## Exercises
(1) Copy out the part of the brand extension article that opens with the words containing "Some of the" and closes with "and entertainment brands.".
(2) Continue the brand extension article from the point where it stops.

## Source
————————

Understanding Brand Extension Strategy (With Successful Examples)

by Shreyas Nair  |  5th Apr, 2023 in Branding

Whether you are an entrepreneur, a businessman, a brand strategist or a branding agency employee, you must have stumbled around the concept of brand extension.

But have you ever wondered why brands adopt the brand extension strategy? And why is a brand extension a popular marketing strategy?

Most importantly, what exactly is a brand extension strategy? A brand extension strategy is a marketing approach that involves leveraging the existing brand equity and reputation of a company to introduce new products or services under the same brand name.

In other words, brand extension is a strategy where a company uses its well-established brand to launch new products or services in related or unrelated markets.

When is a brand extension a good strategy?

Brand extensions are smart and strategic decisions your brand can make when it has already established itself in the market and now wants to explore new categories in the same market or a different market altogether.

Brand extension strategy can take many forms, such as line extensions, where a company adds new products or variants to an existing product line, or brand extensions, where a company launches a new product or service in a new market under an existing brand name.

A brand extension strategy aims to leverage consumer trust and loyalty to drive sales of new products or services by leveraging the existing brand.

Some of the best examples of brand extension

Reliance Jio a well-known telecommunications company extended its brand into the wholesale supermarket and entertainment (advertising, video-on-demand and over-the-top streaming services), leveraging the brand’s reputation for quality and innovation to compete with established supermarket and entertainment brands.

————————

## Data lines
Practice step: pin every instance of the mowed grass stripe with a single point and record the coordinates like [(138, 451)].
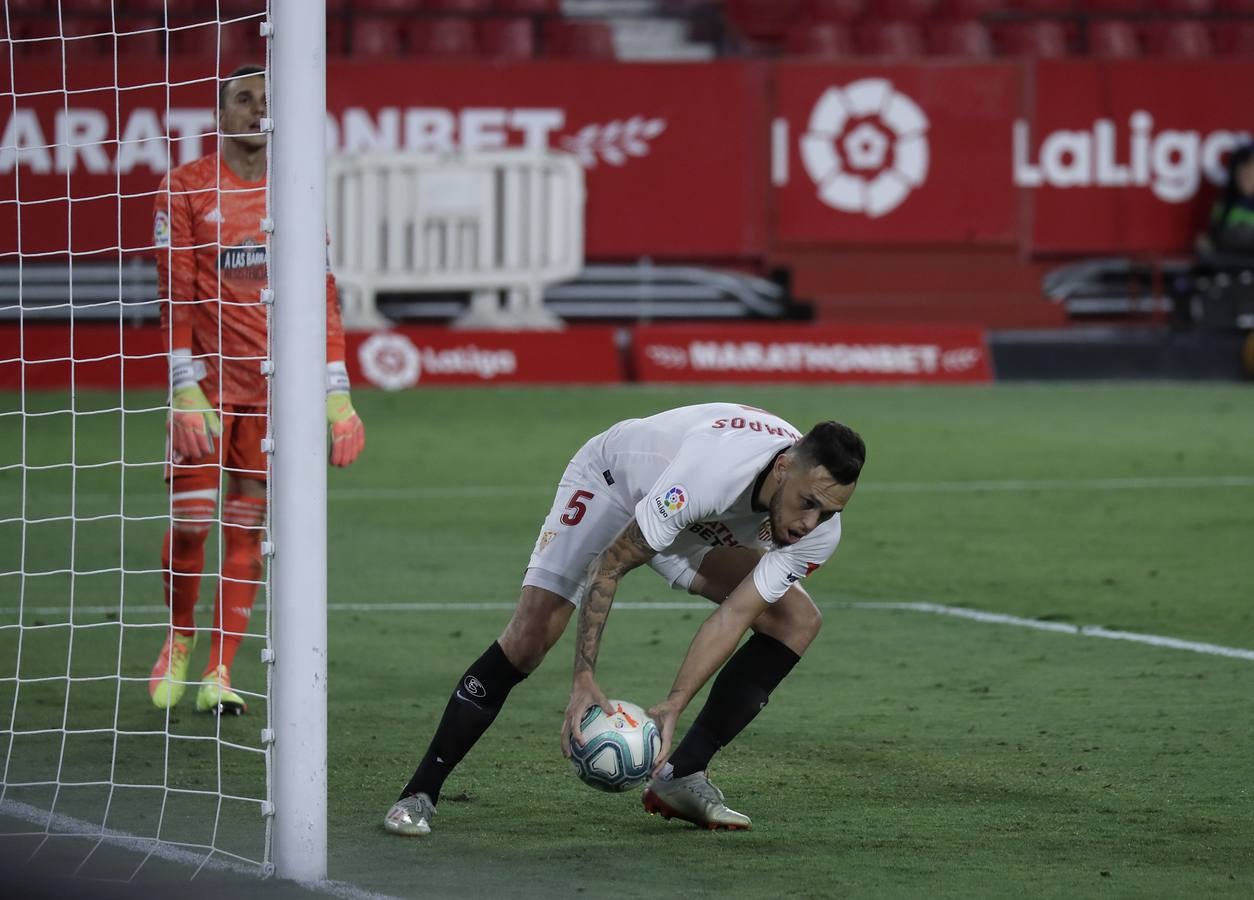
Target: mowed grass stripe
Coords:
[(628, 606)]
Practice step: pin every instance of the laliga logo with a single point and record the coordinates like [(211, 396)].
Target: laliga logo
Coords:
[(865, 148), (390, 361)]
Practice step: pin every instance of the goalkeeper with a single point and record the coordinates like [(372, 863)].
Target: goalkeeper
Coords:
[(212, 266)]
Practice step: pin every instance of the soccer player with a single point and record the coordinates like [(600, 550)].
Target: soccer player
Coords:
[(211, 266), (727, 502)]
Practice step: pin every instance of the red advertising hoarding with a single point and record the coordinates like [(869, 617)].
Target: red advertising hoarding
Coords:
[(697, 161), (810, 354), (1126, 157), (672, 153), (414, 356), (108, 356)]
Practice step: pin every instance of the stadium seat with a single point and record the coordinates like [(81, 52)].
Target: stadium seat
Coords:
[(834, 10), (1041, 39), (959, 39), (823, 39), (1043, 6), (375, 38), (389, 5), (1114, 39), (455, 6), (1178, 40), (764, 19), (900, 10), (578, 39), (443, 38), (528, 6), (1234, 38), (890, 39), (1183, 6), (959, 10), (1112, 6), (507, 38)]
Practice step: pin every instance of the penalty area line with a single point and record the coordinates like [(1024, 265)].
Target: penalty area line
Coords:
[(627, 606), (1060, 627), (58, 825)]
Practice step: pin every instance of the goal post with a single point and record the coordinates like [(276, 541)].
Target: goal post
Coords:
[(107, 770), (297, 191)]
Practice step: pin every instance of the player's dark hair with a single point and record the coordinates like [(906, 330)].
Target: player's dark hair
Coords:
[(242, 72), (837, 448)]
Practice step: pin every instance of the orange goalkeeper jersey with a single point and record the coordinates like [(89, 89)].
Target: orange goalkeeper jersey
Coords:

————————

## Expected results
(1)
Some of the best examples of brand extension

Reliance Jio a well-known telecommunications company extended its brand into the wholesale supermarket and entertainment (advertising, video-on-demand and over-the-top streaming services), leveraging the brand’s reputation for quality and innovation to compete with established supermarket and entertainment brands.

(2)
Colgate is another great example of a brilliant brand extension strategy. The oral hygiene mogul extended its product line to various products other products including toothbrushes, mouthwash, dental floss etc.

Both these brands capitalized on their existing recognition and customer loyalty.

What are the different kinds of brand extensions?

There are several ways businesses employ the brand extension strategy, including:

  • Line extension: This involves extending an existing product line by adding new variations of the same product.

For example- Over the years, Dove, a popular shampoo brand has introduced new variations such as bathing soap, shampoos for dry scalp, breakage repair, body lotions and more.

  • Category extension: Category extension refers to the extension of a brand into a new product category that is related to the existing product.

For example- Doritos, the famous snack food (Nachos) brand extend its brand into the dips category by introducing a new line of Doritos spicy dips.

  • Complementary extension: As part of this brand extension strategy, a brand is extended into a complementary product category to its existing offering.

For example- (You might have already guessed it). Adidas, a multi-billion sports brand, creates a wide range of sports shoes, equipment, gear, and other sports-related products that go in harmony with each other.

  • Image extension: In this case, the brand is extended to a product category other than that of its existing product, but that shares a common image or personality with it.

For example- The global conglomerate ‘Tata Group’ offers luxurious watches under their brand Titan and at the same time, they have extended their brand into the fragrance category by introducing a line of high-end perfumes called Titan Skinn.

  • Ingredient branding: is a marketing strategy where a component or an ingredient of a product or service is pulled into the spotlight and given its own identity.

For example- Horlicks, a malted milk hot drink powder brand have successfully made their drinks a household name in India and across the globe by leveraging their branded ingredient; DHA.

Advantages & Disadvantages of a Brand Extension

Nevertheless, businesses looking to implement brand extensions must carefully consider the risks involved. There are a few pitfalls that can cause problems.

The brand may experience overall damage if its new product is unsuccessful, if it is not closely related to its existing products or if it is not closely related to its existing product categories.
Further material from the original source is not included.